Some educational observers may think that the kind of co-curricular life and the kind of member support that house systems provide are not needed and not wanted by those people who seek out online education. It is true that there will always be some students who don’t wish to participate in anything other than their curricular requirements, just as there are some faculty who only care about delivering their required lectures and then going home. But experience shows that many online students will in fact go out of their way to seek out co-curricular interactions with their peers. A group of students at Western Governors University, for example, who were looking for the kind of social interactions that a house system might provide, created through their own initiative an online WGU Students Forum—a lively conversational center and mutual aid society that since its founding has accumulated tens of thousands of messages. Similarly, online students in one of MIT’s early edX courses petitioned the program directors not to shut down the associated discussion board when the course ended, but instead to keep it active so they could continue their conversations and even use the board to teach one another new course materials that edX hadn’t made available yet. “The most surprising thing” to the program directors, wrote edX president Anant Agarwal, “was the extent to which the students were helping each other.... I think for anyone to offer courses online, they need to build a community.”
A collegiate house community reaches across and beyond individual courses, and is even stronger than a curricular community. And for anyone who wishes to build a house community online—an intentional and attractive network of enduring member relationships—the richness of the Internet provides almost limitless opportunities. The senior members of a new online house, for example, just like the senior members of a new house within a brick-and-mortar institution, should “seed” the community with one or two examples of weekly, monthly, and annual events that they themselves would enjoy participating in, and then let the system evolve. Establishing a regular, comfortable, predictable, enduring rhythm of life is fundamental, and its importance cannot be overemphasized. The initial “seed” events will set the tone and will attract a certain number of student members, and through these initial examples, other student members will see how to establish additional curricular and co-curricular events that cater to their particular interests. The character of all these events and activities will reflect the individual character of the senior and junior members themselves, and that is how it should be. Some of the seeded events will flower ephemerally, providing enjoyment for a season or two; others will grow into house traditions that will last for decades.
If I were the head of a new collegiate house at an online university, I would initially seed it with activities like the ones below. You can make up a different list of your own to add to mine, as can each house member. In all cases, the given event or activity would be announced in the weekly house newsletter and would be supported by a robust discussion system that allows the participants to talk with each other in real time, to post permanent comments, and to follow up at any time (including when they visit again as alumni 25 years later).
My regular weekly events would include a communal tuning-in to the “Poetry Please” program on BBC Radio, broadcast every Sunday at 16:30 GMT, along with a regular set-aside hour each week for collectively working on one of the many online projects available through zooniverse.org—perhaps searching for exoplanets, or helping to translate ancient Greek papyri. I might also add the “Says You” game show, broadcast weekly on NPR, which would incidentally give us a good opportunity to test how instant our instant messaging system is: will we be able play along and get the quiz answers out to one another faster than the on-air panel members?
++++++++
| TO DO |
Edit the passage on online house systems: write it out starting at the words "If I were the" and stopping after "25 years later).", with "newsletter" changed to "bulletin". The listing that comes next is not needed for this work.
++++++++
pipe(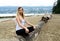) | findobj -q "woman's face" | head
[18,8,23,13]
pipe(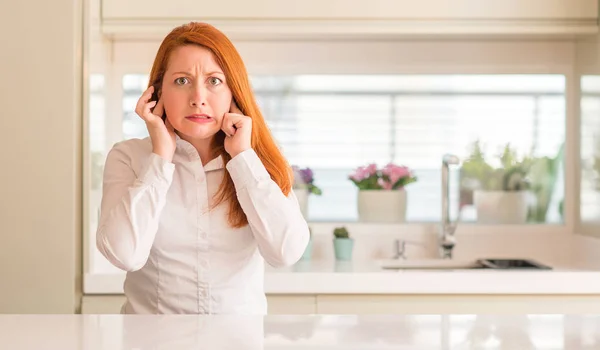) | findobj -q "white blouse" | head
[96,136,309,314]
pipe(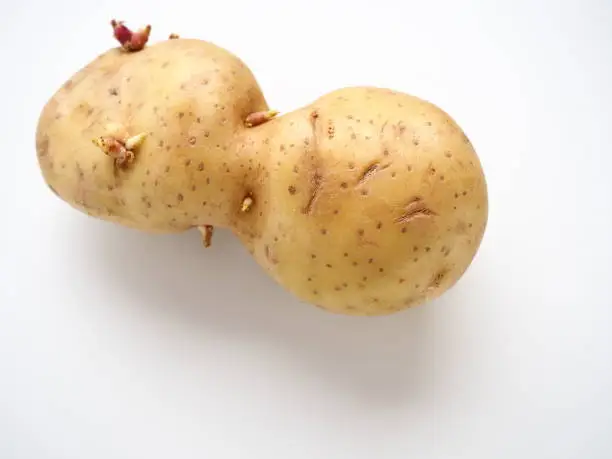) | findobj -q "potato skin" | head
[239,88,488,315]
[36,39,488,315]
[36,39,268,232]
++++++++
| OUTPUT BELOW |
If I were the head of a new collegiate house at an online university, I would initially seed it with activities like the ones below. You can make up a different list of your own to add to mine, as can each house member. In all cases, the given event or activity would be announced in the weekly house bulletin and would be supported by a robust discussion system that allows the participants to talk with each other in real time, to post permanent comments, and to follow up at any time (including when they visit again as alumni 25 years later).